> _Selection_
--- Begin ---
Archbishop Arthur Peters
MORE THAN 200 years after it was founded, the Diocese of Nova Scotia and Prince Edward Island still feels the influence of its first bishop, Charles Inglis.
“I’m No. 13,” Archbishop Arthur Peters said of his place as 13th bishop of the diocese and metropolitan of the province of Canada. “I’m not superstitious,” he added with a chuckle. He was ordained co-adjutor bishop in 1982, has served as diocesan bishop since 1984 and an archbishop for the last three years.
Irish-born Bishop Inglis lived in the United States from the age of 19 until after the American Revolution, the principal Anglican loyalist clergyman who remained in the colonies. He was consecrated bishop of Nova Scotia at Lambeth Palace in 1787, arriving soon after in Halifax to found the diocese, which once stretched over what is now much of central and eastern Canada.
Bishop Inglis was most interested in education and establishing churches and building up the clergy presence, Archbishop Peters said. By 1795, he had erected or completed 19 churches. He also played a major role in the founding of King’s College in Windsor, N.S.
“I look back to his time and the kinds of things he was involved in as something of a signal to the kinds of things the church has been involved in, in the wider community ever since,” Archbishop Peters said.
The diocese has recently refined its selection, monitoring and supervision of priests. Candidates go through a rigorous selection process that includes police checks and psychological testing, a diocesan-wide selection and vocational conference, a recommendation from the bishop’s office and attendance at the regional conference of the Advisory Committee for Postulants for Ordination.
Only then is a person recommended to begin training at a recognized school, most often the Atlantic School of Theology, during which evaluation and monitoring continues. Graduates are ideally placed under a senior priest for a year’s internship.
The increased rigour is partly a reaction to a few high-profile (and “all-consuming”) sexual abuse cases that arose in the diocese, the archbishop acknowledged, but it also helps candidates determine whether they really are called to ordained ministry.
Does the enhanced screening result in a higher rejection rate? “I wouldn’t say rejecting, as much as enabling people to identify that their perceived sense of a call is better expressed in another direction than ordained ministry,” Archbishop Peters said. “Our sense is that if we take great care with a person before, it bears fruit at the other end … It’s not unusual that sometimes a person finds after a number of years of ordained ministry, they ought not to have come this route.”
The diocese has revisited its policies on harassment and sexual misconduct. It now has an advisory committee of professionals to help it deal with such issues.
The concept of archdeacons and regional deans has been reshaped and both have been given authority to act without involving the bishop. Archdeacons focus on personnel issues and regional deans on administration, property, programming and finance.
--- End ---
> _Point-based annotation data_
--- Begin ---
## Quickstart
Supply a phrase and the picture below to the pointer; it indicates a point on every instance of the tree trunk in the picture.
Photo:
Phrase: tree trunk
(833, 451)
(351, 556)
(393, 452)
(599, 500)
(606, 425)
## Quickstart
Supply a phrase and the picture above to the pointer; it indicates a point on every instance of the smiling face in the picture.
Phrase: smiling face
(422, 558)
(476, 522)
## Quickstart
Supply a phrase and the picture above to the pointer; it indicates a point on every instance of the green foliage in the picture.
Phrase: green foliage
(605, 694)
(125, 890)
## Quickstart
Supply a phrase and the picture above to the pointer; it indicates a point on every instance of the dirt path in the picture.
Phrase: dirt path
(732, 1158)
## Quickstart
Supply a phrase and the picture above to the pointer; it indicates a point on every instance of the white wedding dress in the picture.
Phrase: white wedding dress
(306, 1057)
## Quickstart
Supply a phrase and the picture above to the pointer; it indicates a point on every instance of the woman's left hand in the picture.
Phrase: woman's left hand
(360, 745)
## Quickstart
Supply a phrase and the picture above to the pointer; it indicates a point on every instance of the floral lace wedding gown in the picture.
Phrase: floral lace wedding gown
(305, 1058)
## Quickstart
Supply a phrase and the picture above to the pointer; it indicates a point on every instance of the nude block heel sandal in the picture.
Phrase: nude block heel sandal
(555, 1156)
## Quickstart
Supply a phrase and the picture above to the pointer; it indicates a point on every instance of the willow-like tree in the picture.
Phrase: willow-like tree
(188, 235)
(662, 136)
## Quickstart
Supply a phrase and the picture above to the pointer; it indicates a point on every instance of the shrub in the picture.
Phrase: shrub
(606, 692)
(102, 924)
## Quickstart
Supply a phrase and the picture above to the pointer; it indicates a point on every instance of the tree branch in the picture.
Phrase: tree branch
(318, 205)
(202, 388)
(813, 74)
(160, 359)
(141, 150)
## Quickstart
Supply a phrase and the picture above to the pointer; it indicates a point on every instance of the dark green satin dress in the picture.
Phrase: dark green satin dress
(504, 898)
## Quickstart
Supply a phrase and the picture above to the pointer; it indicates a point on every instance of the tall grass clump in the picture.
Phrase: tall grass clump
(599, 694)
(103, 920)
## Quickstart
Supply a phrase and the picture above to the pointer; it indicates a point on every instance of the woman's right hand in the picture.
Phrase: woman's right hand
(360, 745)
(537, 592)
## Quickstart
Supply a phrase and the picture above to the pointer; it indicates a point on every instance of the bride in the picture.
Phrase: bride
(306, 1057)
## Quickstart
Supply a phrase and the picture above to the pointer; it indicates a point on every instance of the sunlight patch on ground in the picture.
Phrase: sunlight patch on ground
--- End ---
> _Tasks to perform_
**a.** Render the rows from the first one up to and including the line with "(555, 1156)" as a JSON list of strings, one string per line, leaving out blank lines.
**b.** Write the next part of the article on Archbishop Arthur Peters and his diocese, picking up after its final paragraph.

> _Answer set_
**a.**
[
  "## Quickstart",
  "Supply a phrase and the picture below to the pointer; it indicates a point on every instance of the tree trunk in the picture.",
  "Photo:",
  "Phrase: tree trunk",
  "(833, 451)",
  "(351, 556)",
  "(393, 452)",
  "(599, 500)",
  "(606, 425)",
  "## Quickstart",
  "Supply a phrase and the picture above to the pointer; it indicates a point on every instance of the smiling face in the picture.",
  "Phrase: smiling face",
  "(422, 558)",
  "(476, 522)",
  "## Quickstart",
  "Supply a phrase and the picture above to the pointer; it indicates a point on every instance of the green foliage in the picture.",
  "Phrase: green foliage",
  "(605, 694)",
  "(125, 890)",
  "## Quickstart",
  "Supply a phrase and the picture above to the pointer; it indicates a point on every instance of the dirt path in the picture.",
  "Phrase: dirt path",
  "(732, 1158)",
  "## Quickstart",
  "Supply a phrase and the picture above to the pointer; it indicates a point on every instance of the white wedding dress in the picture.",
  "Phrase: white wedding dress",
  "(306, 1057)",
  "## Quickstart",
  "Supply a phrase and the picture above to the pointer; it indicates a point on every instance of the woman's left hand in the picture.",
  "Phrase: woman's left hand",
  "(360, 745)",
  "## Quickstart",
  "Supply a phrase and the picture above to the pointer; it indicates a point on every instance of the floral lace wedding gown in the picture.",
  "Phrase: floral lace wedding gown",
  "(305, 1058)",
  "## Quickstart",
  "Supply a phrase and the picture above to the pointer; it indicates a point on every instance of the nude block heel sandal in the picture.",
  "Phrase: nude block heel sandal",
  "(555, 1156)"
]

**b.**
Ministry is exercised in a variety of ways in Nova Scotia and P.E.I. The non-stipendiary ministry program allows people who have another way to make a living to allot a certain number of hours to their parish. Of the 10 priests and four vocational deacons involved, one is an agricultural scientist, two are teachers, one is a social worker and another is a homemaker.
All priests, paid and unpaid, now sign yearly covenants with their parishes, setting out the responsibilities of the priest, of lay people and those shared between both. At the end of the year, the covenants are reviewed with the archdeacon and any necessary changes are made. The agreements help to clarify expectations, establish boundaries and allow for evaluation.
The “ministry of the whole people of God” is a new thrust, Archbishop Peters said. “It has in its origins the real awakening of the meaning and import of one’s baptism. We encourage baptismal instruction, that it be entered upon with seriousness and intention, that it be celebrated with great relevance and intentionality as well, and that it be followed up with processes of Christian education.”
Two adult education programs – Logos and Alpha – are used frequently in parishes, as a way of educating lay people.
The name change of the diocese to add P.E.I. – voted on at the May 1999 synod – formally recognized that the diocese includes both provinces. The debate as to whether P.E.I. ought to form its own diocese is probably 100 years old, the archbishop said. But P.E.I. Anglicans are fewer than 5,000 strong in 10 parishes, making financial viability as a separate diocese questionable.
“There’s also the question, if they were their own diocese, what would they achieve that they’re not achieving now?” he said.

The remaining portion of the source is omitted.